While at Snowflake annual conference in June, data experts congregated to share ideas, techniques and successes. One of the new innovations from Snowflake is Cortex.
Creating an Embedding with Snowflake Cortex
In this code example, I am taking our Salesforce leads table and chunking the data into a vector structure using SNOWFLAKE.CORTEX.EMBED_TEXT_768. More details on Snowflake Cortex are avaialble on the Snowflake website.
CREATE OR REPLACE TABLE lead_location_embeddings AS
SELECT
"Id",
"ConvertedAccountId",
"Name",
CONCAT("FirstName",' ',"LastName") "FullName",
"Company",
"City",
"State",
"PostalCode",
SOUNDEX("FullName") "SoundexName",
CONCAT("Street",', ',"City",' , ',"State",' , ',"PostalCode") "FullAddress",
'fullname: ' || COALESCE("FullName", '') || ', ' ||
'company: ' || COALESCE("Company", '') || ', ' ||
'address: ' || COALESCE("FullAddress", '') AS address_concat,
SNOWFLAKE.CORTEX.EMBED_TEXT_768('e5-base-v2',
'fullname: ' || COALESCE("FullName", '') || ', ' ||
'company: ' || COALESCE("Company", '') || ', ' ||
'address: ' || COALESCE("FullAddress", '')) AS address_embedding
FROM
SFDC.STAGE.LEAD
WHERE "Do_Not_Mail__c" = TRUE;
When we acquire new data and need to match 3rd party data to our Salesforce CRM data, you can use the plethora of text matching functions like DISTANCE(). However, text matching functions while useful, lack context.
An embedding involves transforming high-dimensional data, like unstructured text, into a lower-dimensional representation, such as a vector. Using Snowflake Cortex LLM, I convert text, including full addresses, names, and emails, into vectors. These embeddings maintain semantic relationships, capturing similarities and differences in the geometric arrangement of the vectors they produce.
Blending Vector Data with Snowflake
By using vector embeddings and cosine similarity, this process effectively matches addresses from different datasets, identifying the closest and most similar pairs. This method ensures accurate matching based on the semantic meaning of the addresses, not just exact text matches.
//OUTPUT FINAL RESULTS
SELECT
inner_query.RETURNID,
inner_query.LEADID,
inner_query.RETURN_ADDRESS,
inner_query.LEAD_ADDRESS,
inner_query.embed_similarity
//RUN VECTOR COSIGN SIMILARITY COMPARISON
FROM (
SELECT
mail_returns."ROW" AS RETURNID,
mail_returns.address_concat AS RETURN_ADDRESS,
mail_returns.address_embedding,
sfdc_leads."Id" AS LEADID,
sfdc_leads.address_concat AS LEAD_ADDRESS,
sfdc_leads.address_embedding,
VECTOR_COSINE_SIMILARITY(mail_returns.address_embedding, sfdc_leads.address_embedding) AS embed_similarity,
ROW_NUMBER() OVER (PARTITION BY mail_returns."ROW" ORDER BY embed_similarity DESC) AS similarity_rank
FROM
mail_returns
CROSS JOIN
sfdc_leads
) AS inner_query
WHERE inner_query.similarity_rank = 1 ;
Tips for Performance
When performing a cross join we typically use functions like SOUNDEX() on first/ last name to improve performance.

Image-grounded pointing data:

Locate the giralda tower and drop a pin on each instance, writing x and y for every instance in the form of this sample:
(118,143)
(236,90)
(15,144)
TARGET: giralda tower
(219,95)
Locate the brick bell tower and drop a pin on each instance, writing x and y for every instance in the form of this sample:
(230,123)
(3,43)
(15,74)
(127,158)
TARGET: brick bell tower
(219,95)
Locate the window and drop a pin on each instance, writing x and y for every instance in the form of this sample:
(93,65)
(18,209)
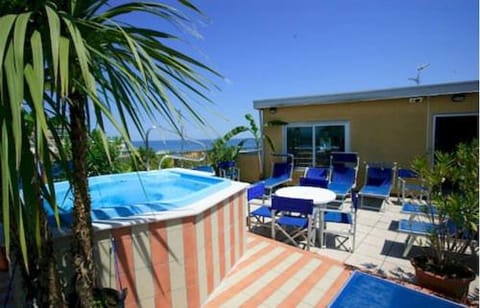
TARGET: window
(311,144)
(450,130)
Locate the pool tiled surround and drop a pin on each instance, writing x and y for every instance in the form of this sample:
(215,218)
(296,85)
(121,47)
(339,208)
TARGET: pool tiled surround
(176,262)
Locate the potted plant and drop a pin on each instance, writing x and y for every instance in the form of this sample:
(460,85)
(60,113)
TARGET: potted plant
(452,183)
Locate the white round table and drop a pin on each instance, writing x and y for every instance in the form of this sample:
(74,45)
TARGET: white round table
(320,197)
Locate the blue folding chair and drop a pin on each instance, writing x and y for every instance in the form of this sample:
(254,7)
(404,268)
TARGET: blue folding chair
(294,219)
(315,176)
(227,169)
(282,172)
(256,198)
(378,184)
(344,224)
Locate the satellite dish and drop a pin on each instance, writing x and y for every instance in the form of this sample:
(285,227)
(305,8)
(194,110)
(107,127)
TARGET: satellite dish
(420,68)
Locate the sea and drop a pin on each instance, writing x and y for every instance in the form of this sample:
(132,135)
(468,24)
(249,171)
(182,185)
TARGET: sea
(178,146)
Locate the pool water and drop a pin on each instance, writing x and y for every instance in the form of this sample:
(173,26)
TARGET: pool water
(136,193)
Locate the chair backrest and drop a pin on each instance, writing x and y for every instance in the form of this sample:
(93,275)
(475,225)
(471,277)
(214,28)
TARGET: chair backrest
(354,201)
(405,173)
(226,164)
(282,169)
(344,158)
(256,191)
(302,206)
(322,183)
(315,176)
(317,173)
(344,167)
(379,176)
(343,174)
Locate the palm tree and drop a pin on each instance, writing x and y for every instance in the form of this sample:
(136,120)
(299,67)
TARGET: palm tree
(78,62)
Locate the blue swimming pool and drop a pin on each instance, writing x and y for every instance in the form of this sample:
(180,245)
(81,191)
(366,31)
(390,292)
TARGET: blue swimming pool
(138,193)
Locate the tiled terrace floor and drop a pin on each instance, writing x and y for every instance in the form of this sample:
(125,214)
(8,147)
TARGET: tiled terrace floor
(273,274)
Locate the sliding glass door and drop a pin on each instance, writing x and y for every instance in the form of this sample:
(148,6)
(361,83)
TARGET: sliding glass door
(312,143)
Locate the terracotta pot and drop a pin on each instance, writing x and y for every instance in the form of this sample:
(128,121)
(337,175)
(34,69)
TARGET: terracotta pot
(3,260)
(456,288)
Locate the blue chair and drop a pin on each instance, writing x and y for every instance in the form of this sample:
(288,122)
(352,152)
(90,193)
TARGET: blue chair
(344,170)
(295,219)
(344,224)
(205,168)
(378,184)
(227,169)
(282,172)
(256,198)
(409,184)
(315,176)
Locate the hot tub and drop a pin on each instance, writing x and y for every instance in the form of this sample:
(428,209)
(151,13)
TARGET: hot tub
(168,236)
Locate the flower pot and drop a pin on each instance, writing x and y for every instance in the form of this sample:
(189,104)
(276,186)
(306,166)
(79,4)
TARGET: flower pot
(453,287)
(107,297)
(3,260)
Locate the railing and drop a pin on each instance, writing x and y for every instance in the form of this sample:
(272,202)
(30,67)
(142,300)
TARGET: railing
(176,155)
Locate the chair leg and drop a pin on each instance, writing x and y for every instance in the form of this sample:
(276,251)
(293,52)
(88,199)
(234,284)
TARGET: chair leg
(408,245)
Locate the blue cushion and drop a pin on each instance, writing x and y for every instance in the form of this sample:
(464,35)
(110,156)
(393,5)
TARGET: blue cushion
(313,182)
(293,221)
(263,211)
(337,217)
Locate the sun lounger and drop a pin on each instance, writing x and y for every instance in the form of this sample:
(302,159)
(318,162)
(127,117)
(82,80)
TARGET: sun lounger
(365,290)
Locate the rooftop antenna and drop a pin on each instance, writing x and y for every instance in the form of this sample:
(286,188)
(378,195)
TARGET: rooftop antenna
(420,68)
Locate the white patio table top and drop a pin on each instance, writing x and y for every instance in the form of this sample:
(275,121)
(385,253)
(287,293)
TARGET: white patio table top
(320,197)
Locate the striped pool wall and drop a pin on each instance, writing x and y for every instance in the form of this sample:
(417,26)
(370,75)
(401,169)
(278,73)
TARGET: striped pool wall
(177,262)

--

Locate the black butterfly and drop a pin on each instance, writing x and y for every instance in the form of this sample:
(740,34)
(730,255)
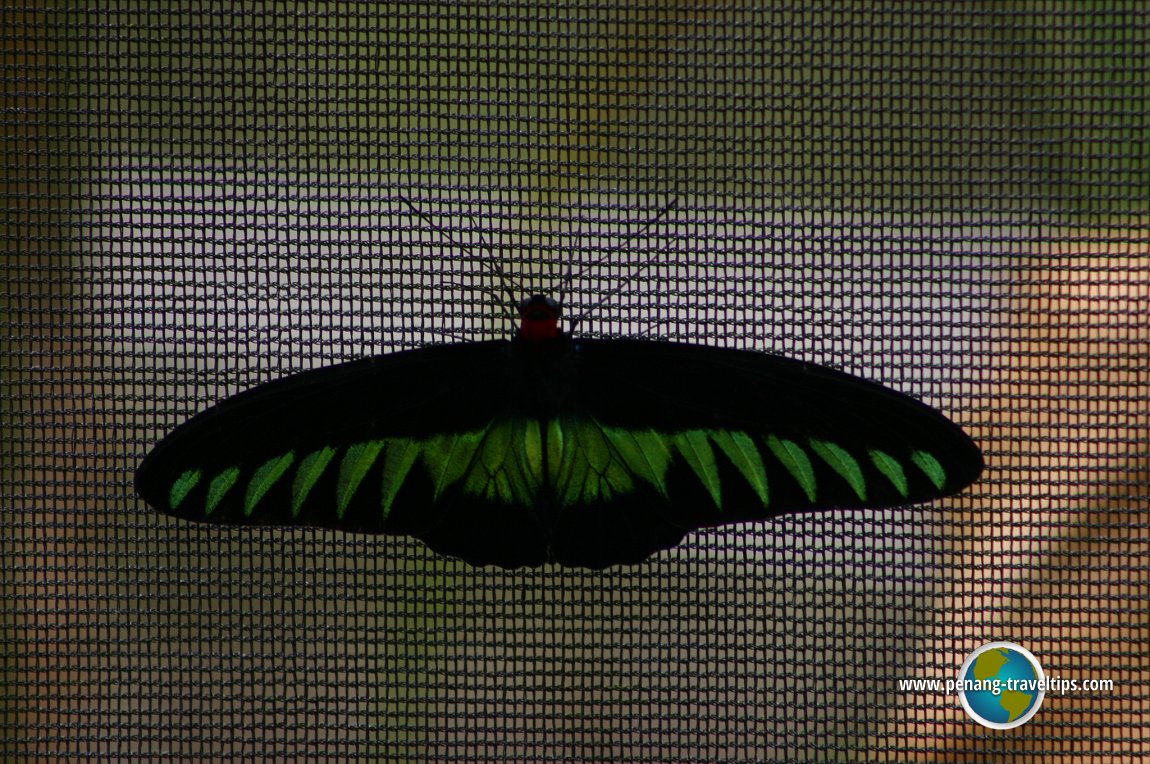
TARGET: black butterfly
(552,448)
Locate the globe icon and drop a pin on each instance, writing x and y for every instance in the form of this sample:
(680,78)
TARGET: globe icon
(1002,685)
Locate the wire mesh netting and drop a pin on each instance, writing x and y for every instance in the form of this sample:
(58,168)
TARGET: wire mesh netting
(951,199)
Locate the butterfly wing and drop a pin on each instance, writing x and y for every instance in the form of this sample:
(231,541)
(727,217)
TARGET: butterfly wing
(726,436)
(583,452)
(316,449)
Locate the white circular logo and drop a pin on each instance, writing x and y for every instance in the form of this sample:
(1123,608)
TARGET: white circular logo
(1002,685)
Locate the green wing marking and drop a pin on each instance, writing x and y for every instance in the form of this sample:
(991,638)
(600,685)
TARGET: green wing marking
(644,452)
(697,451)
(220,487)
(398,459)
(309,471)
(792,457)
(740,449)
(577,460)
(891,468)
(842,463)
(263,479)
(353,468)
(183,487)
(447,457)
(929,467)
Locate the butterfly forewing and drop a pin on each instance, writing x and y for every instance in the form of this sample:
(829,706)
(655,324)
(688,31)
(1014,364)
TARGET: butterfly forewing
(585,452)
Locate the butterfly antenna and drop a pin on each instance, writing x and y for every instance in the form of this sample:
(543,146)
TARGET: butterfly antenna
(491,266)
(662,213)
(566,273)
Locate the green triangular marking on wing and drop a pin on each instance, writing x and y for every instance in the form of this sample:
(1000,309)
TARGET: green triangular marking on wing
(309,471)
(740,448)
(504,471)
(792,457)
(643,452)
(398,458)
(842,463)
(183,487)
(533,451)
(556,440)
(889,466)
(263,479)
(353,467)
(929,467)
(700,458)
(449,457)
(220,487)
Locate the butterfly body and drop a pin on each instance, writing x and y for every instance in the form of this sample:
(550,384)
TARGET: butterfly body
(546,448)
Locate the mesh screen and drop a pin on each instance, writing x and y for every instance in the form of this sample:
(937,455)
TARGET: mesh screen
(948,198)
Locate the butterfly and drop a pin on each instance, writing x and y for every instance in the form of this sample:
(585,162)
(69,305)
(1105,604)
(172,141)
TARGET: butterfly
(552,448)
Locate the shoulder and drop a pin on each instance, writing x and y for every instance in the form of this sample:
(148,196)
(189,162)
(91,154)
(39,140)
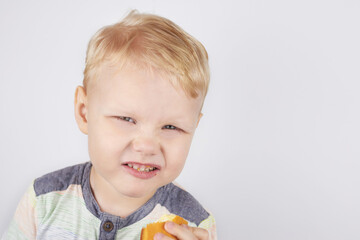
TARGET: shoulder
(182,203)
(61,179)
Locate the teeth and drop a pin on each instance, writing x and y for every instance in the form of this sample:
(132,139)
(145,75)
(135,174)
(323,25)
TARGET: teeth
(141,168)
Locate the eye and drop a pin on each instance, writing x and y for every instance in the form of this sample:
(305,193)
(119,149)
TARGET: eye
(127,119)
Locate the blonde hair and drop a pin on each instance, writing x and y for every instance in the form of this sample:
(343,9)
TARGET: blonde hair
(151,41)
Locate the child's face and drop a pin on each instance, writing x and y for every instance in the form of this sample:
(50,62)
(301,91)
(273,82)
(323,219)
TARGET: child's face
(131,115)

==

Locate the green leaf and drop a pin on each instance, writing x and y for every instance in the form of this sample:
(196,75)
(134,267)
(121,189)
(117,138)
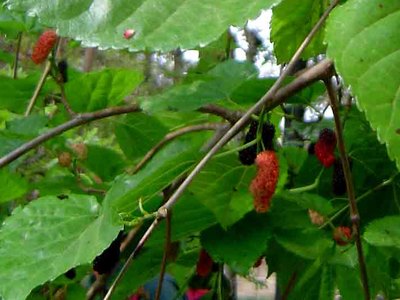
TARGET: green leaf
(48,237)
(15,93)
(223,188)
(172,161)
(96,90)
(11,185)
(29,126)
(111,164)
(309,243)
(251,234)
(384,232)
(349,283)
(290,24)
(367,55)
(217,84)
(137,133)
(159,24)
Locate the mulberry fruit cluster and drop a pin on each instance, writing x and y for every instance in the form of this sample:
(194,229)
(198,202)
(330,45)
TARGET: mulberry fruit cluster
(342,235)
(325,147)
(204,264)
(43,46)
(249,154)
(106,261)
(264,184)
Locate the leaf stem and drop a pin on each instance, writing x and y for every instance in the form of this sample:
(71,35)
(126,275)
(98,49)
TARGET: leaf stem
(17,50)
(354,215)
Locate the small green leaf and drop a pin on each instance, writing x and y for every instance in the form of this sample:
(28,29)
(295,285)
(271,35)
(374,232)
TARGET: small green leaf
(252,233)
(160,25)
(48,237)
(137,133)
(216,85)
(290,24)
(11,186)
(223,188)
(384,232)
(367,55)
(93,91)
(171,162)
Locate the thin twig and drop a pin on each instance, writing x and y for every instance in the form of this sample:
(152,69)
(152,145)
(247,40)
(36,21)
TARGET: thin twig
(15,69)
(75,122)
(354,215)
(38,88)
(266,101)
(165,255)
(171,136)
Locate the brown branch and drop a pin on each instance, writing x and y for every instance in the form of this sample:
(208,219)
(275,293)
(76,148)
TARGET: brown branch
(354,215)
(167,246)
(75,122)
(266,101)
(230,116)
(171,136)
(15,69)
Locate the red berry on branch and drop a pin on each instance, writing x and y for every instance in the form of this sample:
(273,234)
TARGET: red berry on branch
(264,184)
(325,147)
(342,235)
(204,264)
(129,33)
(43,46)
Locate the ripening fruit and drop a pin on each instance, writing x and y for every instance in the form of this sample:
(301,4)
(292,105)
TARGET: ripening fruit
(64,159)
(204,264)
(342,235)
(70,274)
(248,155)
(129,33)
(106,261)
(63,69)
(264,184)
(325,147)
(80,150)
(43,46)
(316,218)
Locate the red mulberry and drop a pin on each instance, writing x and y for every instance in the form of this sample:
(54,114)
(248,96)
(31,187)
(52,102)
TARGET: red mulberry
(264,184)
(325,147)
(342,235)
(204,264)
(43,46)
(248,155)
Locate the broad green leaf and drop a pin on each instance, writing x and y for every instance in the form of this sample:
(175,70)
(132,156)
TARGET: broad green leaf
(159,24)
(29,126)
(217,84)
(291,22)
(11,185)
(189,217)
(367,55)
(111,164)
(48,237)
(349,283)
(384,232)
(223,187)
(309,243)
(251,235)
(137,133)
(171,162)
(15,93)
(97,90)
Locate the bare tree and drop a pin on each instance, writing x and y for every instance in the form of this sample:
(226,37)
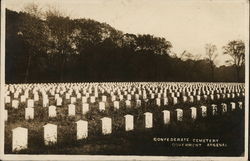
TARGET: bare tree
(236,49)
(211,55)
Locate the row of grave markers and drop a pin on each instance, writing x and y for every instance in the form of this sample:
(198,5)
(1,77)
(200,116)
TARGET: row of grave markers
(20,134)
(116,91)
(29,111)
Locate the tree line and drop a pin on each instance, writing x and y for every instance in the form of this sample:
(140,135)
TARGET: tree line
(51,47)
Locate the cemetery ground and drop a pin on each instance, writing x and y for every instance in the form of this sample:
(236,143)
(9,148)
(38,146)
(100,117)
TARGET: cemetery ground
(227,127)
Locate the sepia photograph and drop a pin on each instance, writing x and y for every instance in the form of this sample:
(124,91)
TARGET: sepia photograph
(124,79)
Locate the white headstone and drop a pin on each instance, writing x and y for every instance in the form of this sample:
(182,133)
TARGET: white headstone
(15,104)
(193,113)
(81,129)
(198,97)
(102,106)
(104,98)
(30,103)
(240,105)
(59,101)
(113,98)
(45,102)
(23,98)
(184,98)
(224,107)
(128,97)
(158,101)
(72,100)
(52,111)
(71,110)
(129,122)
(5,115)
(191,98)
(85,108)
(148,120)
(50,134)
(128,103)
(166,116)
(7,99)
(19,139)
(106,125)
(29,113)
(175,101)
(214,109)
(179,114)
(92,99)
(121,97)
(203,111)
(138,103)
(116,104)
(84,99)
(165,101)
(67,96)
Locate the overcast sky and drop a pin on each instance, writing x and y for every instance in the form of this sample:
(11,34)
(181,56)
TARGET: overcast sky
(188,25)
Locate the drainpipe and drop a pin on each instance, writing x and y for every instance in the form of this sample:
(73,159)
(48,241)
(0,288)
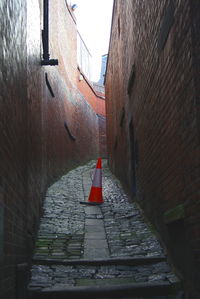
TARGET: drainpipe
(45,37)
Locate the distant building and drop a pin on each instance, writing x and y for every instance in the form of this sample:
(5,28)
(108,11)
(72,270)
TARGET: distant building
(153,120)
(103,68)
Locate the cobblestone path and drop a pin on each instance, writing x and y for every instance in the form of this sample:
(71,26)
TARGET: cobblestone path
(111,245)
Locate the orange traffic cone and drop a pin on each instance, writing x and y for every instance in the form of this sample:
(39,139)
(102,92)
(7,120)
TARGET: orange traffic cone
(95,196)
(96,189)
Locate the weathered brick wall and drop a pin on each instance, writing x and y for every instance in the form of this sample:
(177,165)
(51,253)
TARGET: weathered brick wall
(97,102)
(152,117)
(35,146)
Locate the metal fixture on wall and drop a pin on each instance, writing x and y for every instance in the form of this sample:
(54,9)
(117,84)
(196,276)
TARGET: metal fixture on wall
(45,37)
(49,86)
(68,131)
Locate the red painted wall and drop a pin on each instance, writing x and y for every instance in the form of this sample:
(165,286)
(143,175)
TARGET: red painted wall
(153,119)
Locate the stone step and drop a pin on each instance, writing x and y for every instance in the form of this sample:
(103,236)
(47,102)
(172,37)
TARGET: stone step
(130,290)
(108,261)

## TASKS TO PERFORM
A - In the Snowflake Cortex page, rewrite the passage from "Creating an Embedding" to "the Snowflake website.", substituting "HubSpot" for "Salesforce".
B - In the Snowflake Cortex page, which model name is passed to SNOWFLAKE.CORTEX.EMBED_TEXT_768?

## OUTPUTS FOR THE TASKS
A -
Creating an Embedding with Snowflake Cortex
In this code example, I am taking our HubSpot leads table and chunking the data into a vector structure using SNOWFLAKE.CORTEX.EMBED_TEXT_768. More details on Snowflake Cortex are avaialble on the Snowflake website.

B - e5-base-v2